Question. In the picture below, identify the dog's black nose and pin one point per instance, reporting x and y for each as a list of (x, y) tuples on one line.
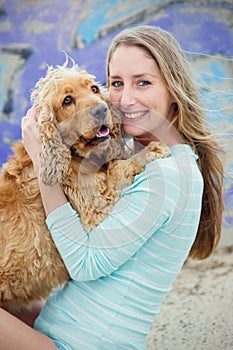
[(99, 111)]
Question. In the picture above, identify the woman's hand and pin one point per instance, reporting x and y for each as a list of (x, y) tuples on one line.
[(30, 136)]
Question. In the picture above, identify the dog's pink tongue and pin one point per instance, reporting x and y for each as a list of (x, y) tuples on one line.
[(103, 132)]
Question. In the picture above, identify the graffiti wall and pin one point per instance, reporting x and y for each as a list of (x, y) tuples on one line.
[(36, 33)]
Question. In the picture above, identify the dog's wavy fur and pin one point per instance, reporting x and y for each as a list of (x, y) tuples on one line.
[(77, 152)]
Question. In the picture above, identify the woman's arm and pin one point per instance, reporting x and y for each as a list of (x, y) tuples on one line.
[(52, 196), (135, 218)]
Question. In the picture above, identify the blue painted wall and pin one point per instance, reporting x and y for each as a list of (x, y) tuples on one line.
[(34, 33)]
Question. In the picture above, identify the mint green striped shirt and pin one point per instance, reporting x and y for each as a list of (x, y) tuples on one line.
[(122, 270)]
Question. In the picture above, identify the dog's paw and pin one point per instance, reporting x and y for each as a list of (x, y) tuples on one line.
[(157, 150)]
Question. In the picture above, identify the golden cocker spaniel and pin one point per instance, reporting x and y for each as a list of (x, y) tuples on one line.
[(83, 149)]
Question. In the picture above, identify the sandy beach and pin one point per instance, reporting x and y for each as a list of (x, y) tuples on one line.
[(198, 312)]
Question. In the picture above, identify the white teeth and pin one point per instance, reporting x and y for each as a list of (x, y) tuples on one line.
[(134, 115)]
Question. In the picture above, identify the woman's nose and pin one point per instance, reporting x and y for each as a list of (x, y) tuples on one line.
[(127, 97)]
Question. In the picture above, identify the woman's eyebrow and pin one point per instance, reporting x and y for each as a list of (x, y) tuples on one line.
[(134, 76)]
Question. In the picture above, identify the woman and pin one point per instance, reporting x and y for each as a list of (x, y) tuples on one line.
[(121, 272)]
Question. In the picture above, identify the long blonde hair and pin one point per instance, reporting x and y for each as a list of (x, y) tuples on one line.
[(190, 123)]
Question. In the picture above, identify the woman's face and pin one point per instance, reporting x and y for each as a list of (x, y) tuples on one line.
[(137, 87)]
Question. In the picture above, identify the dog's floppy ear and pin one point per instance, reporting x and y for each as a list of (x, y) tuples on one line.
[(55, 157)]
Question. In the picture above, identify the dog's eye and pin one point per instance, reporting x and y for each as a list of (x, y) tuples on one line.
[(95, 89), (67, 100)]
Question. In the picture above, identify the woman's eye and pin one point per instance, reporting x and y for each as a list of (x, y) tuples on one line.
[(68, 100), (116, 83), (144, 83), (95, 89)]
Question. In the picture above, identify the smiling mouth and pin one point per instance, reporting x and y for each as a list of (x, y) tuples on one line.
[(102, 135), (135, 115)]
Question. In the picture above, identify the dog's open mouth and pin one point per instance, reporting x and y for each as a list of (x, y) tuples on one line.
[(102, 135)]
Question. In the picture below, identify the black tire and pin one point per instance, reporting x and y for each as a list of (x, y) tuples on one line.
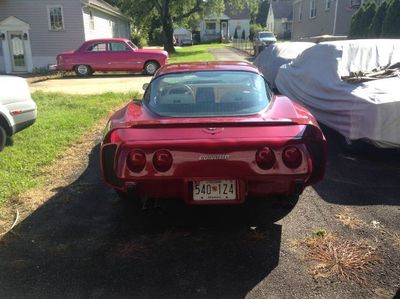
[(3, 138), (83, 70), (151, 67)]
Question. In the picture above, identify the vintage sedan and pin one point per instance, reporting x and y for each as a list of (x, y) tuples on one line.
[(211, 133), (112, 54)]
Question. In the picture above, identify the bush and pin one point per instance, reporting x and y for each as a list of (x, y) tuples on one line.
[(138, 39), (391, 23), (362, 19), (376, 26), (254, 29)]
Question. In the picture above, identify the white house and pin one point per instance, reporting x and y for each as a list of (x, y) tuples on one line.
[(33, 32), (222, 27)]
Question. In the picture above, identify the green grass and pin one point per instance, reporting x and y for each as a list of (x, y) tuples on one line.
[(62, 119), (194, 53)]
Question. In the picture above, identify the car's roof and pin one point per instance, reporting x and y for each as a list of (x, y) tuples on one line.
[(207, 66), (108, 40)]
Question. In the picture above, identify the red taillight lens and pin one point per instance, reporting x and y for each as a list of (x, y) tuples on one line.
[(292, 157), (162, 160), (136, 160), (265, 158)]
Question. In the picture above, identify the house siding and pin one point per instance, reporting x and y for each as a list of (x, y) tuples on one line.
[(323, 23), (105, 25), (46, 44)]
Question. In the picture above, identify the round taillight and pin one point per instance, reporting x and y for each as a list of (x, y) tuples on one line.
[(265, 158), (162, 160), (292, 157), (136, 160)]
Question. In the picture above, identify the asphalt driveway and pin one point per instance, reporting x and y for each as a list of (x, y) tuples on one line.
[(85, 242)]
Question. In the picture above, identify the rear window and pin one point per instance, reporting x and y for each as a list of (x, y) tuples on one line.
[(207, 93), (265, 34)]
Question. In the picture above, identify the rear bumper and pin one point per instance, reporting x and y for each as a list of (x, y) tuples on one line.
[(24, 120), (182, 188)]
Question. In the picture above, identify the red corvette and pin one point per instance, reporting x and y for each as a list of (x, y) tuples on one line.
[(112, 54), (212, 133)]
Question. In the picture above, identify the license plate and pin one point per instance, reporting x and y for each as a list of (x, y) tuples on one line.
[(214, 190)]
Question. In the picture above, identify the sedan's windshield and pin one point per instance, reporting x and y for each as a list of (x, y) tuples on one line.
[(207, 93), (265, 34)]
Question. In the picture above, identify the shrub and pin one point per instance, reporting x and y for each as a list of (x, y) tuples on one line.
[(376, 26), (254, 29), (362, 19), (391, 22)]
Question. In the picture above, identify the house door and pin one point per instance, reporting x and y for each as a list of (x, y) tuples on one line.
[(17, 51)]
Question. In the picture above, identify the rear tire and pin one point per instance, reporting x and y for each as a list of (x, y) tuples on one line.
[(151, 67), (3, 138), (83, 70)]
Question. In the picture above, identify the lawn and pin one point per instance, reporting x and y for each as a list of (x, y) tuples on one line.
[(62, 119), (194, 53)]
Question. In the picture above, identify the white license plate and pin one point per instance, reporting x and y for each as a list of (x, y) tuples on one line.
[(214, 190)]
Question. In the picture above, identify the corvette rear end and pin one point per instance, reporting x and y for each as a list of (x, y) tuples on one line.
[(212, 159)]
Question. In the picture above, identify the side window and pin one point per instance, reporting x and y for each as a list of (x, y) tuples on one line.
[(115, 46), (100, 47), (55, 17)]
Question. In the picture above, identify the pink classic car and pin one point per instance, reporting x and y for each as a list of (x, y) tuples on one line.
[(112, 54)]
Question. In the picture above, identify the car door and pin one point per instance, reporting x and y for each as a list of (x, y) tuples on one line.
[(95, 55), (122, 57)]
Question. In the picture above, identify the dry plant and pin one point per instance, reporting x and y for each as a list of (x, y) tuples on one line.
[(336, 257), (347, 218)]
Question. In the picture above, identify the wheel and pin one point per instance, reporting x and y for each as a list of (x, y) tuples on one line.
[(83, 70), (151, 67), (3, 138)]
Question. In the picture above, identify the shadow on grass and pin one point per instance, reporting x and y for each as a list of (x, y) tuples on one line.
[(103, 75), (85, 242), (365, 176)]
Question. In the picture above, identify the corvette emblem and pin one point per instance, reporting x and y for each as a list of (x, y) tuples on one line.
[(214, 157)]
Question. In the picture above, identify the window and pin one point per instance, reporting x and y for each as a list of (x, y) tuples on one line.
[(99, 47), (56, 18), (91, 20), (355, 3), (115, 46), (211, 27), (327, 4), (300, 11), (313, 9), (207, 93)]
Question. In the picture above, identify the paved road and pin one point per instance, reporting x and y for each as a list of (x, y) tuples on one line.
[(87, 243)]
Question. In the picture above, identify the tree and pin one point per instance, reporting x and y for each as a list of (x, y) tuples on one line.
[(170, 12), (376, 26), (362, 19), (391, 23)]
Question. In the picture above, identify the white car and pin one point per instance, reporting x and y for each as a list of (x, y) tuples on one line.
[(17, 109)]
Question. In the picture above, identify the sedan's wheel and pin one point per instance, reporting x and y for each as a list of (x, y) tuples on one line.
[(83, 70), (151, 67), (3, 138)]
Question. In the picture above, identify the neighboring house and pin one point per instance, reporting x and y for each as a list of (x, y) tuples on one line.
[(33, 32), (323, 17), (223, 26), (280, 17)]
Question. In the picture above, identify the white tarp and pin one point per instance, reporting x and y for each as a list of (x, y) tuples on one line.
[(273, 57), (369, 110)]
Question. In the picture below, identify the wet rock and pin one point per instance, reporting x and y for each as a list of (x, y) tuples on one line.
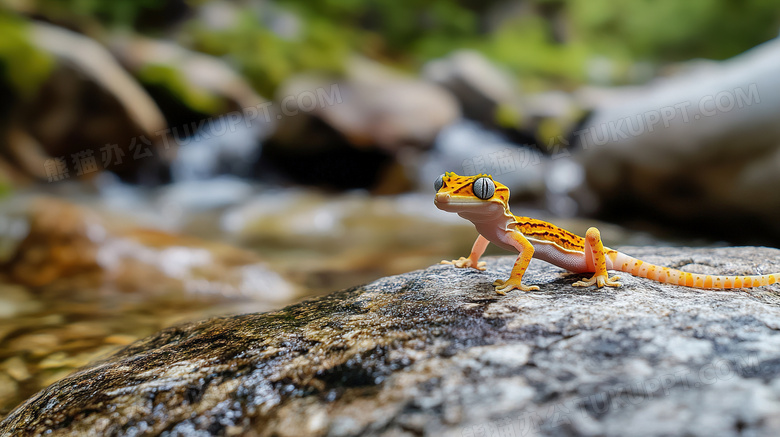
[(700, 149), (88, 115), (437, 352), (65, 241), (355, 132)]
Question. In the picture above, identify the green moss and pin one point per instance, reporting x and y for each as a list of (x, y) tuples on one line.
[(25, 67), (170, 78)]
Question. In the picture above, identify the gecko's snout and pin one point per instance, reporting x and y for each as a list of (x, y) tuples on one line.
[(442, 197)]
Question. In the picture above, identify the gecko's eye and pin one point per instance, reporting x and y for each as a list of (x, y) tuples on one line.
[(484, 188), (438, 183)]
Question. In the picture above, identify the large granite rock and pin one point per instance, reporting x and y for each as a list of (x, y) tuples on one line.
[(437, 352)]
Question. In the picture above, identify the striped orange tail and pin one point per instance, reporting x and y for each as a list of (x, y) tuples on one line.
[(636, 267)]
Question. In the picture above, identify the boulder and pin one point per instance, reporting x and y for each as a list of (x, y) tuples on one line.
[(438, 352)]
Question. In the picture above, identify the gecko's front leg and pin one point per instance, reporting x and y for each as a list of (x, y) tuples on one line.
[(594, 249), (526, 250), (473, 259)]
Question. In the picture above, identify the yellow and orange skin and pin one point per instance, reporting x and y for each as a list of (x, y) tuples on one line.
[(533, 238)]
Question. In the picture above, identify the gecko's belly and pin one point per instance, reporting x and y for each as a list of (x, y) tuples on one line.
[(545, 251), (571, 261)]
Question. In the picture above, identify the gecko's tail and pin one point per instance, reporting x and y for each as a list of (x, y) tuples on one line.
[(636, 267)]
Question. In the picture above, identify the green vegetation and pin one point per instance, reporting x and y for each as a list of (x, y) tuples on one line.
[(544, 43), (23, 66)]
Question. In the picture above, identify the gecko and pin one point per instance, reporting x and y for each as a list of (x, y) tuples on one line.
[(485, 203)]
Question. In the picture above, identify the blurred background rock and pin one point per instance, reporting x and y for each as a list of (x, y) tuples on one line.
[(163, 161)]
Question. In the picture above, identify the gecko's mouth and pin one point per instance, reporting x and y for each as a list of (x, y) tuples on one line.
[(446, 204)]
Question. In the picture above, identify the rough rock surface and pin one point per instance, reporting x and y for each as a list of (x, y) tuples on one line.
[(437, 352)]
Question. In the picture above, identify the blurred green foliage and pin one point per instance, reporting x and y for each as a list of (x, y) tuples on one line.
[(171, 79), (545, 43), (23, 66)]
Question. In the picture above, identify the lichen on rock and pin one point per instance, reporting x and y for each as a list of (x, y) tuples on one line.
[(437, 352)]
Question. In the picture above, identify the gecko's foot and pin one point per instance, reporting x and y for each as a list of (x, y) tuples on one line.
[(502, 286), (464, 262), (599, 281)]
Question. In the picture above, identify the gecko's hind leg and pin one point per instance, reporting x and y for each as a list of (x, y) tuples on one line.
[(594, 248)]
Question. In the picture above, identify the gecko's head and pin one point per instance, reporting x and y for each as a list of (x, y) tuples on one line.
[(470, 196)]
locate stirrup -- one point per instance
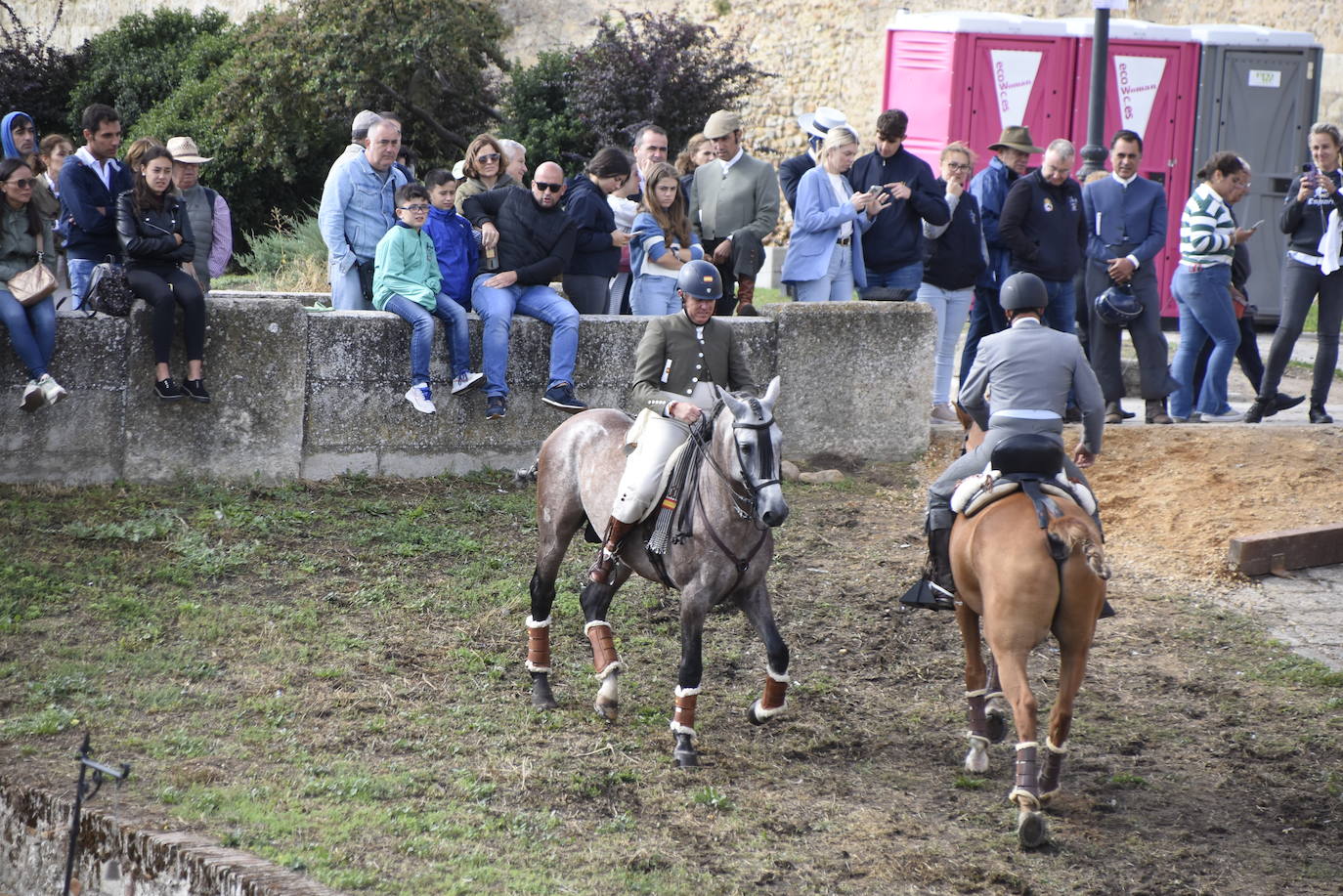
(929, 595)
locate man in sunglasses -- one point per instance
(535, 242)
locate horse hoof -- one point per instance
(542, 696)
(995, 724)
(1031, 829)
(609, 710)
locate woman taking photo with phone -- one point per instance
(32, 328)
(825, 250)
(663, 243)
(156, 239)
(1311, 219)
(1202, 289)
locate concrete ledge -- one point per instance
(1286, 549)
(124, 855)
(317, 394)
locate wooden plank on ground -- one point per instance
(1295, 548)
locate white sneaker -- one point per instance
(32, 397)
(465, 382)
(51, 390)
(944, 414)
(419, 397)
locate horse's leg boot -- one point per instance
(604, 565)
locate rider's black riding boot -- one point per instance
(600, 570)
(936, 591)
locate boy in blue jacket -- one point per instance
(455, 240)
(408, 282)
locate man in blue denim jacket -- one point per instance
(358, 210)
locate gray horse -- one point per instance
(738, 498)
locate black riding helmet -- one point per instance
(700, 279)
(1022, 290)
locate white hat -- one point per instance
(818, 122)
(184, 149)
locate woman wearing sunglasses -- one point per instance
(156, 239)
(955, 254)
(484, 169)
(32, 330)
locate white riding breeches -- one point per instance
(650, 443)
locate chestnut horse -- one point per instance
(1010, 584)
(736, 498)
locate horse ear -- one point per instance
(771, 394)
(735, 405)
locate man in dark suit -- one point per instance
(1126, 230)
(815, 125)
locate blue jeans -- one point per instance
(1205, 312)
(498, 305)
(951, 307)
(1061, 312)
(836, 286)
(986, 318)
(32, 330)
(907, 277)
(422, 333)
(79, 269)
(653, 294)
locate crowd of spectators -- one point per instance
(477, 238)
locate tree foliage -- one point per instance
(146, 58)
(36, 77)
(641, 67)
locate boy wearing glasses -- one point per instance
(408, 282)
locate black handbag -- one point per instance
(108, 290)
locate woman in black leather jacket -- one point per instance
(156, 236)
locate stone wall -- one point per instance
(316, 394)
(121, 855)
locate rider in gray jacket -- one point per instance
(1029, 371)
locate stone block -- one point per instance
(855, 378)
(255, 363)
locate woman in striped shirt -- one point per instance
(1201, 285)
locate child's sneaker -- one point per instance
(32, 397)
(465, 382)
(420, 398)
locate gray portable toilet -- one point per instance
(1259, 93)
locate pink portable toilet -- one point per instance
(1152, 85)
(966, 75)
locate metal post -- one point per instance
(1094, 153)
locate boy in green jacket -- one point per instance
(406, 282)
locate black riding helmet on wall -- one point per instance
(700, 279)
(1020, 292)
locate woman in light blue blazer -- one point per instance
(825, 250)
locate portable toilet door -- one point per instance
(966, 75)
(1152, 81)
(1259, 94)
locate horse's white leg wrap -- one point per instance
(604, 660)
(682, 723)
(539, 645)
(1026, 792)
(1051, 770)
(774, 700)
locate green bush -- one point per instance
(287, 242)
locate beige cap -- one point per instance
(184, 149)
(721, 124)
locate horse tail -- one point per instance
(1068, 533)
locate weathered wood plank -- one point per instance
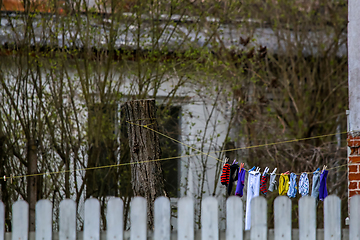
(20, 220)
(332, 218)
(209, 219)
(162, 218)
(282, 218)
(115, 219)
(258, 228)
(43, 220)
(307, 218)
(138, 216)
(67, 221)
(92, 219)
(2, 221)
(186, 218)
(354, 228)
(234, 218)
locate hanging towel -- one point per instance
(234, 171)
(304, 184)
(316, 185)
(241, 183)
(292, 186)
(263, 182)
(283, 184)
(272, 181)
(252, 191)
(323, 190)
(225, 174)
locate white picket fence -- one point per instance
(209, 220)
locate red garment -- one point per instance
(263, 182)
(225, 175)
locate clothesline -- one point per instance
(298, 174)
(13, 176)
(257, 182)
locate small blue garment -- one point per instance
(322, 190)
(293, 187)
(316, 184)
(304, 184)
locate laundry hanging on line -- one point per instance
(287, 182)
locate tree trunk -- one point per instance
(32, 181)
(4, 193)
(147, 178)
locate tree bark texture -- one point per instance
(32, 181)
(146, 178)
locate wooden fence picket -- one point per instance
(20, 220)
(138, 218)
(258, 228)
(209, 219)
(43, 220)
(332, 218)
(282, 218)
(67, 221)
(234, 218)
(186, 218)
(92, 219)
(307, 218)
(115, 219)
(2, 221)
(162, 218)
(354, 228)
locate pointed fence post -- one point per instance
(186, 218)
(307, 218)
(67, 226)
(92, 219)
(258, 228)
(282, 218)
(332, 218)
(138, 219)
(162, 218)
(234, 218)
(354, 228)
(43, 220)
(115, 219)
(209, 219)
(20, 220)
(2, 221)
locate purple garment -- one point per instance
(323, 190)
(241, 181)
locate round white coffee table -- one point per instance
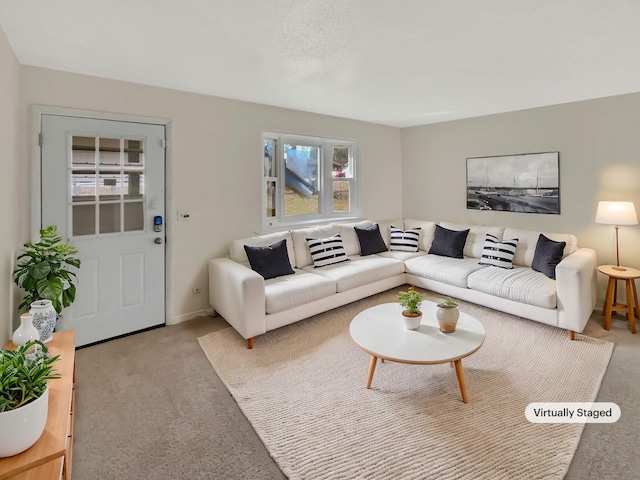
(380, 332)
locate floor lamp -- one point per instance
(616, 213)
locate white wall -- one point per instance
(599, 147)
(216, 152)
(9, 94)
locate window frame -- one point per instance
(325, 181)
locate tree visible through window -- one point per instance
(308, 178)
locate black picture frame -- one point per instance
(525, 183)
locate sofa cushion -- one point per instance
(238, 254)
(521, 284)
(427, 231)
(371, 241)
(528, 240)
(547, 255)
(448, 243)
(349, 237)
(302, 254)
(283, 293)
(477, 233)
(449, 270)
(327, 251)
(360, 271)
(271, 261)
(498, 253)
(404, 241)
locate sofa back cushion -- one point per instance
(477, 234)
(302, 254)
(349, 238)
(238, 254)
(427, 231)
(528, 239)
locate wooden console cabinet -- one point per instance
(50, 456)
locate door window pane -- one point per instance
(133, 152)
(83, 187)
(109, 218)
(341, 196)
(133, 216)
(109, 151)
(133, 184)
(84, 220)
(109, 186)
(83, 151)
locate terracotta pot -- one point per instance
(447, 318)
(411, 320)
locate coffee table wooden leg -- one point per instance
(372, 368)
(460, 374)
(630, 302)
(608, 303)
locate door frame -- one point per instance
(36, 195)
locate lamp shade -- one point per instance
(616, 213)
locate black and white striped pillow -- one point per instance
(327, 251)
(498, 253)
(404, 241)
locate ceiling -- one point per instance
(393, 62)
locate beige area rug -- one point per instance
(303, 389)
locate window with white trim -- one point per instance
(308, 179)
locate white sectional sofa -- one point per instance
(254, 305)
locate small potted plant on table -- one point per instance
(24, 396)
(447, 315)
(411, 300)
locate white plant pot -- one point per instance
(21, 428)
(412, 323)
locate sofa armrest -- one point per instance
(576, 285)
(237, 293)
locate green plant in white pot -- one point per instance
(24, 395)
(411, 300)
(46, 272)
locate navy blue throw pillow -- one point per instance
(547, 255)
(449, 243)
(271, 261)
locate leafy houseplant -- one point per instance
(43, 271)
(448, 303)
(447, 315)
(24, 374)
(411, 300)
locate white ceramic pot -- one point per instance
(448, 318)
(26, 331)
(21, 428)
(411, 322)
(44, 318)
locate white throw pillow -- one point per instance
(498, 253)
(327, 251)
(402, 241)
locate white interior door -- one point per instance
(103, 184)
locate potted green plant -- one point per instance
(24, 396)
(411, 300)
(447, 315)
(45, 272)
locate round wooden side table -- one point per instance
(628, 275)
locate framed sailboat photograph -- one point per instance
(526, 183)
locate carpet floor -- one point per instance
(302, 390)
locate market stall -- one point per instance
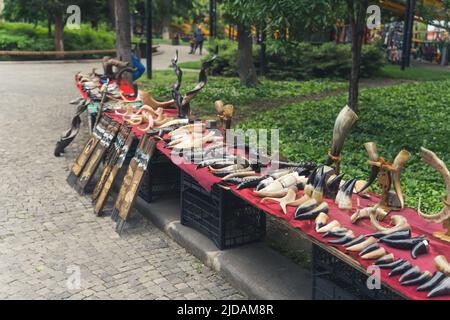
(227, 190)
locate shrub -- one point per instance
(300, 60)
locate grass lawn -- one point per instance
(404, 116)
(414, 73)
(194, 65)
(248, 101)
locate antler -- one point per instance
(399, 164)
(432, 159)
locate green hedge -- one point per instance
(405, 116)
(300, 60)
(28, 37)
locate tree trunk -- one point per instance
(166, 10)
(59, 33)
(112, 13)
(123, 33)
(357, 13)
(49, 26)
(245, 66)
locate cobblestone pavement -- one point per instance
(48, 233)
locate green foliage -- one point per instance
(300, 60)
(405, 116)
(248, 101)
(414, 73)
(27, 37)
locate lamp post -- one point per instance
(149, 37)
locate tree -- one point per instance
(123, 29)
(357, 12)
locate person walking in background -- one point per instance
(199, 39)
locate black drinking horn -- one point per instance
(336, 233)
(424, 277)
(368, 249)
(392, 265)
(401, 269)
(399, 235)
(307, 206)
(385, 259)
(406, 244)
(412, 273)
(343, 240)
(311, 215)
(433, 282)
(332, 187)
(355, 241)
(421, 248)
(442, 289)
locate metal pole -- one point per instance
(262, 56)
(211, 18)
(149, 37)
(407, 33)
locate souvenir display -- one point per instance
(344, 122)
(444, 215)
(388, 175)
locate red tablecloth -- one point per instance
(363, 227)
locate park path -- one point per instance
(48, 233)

THE TASK:
Beginning with the line that holds "locate metal pole -- one point per instance" and ending with the last line of the material, retype each line exactly and output nothing else.

ANSWER SPACE:
locate metal pole -- one point per instance
(262, 56)
(211, 18)
(149, 37)
(407, 33)
locate souvenir display -- one point per instance
(344, 122)
(444, 215)
(388, 175)
locate red tablecloth -- one point per instance
(363, 227)
locate park path -- one point per instance
(48, 233)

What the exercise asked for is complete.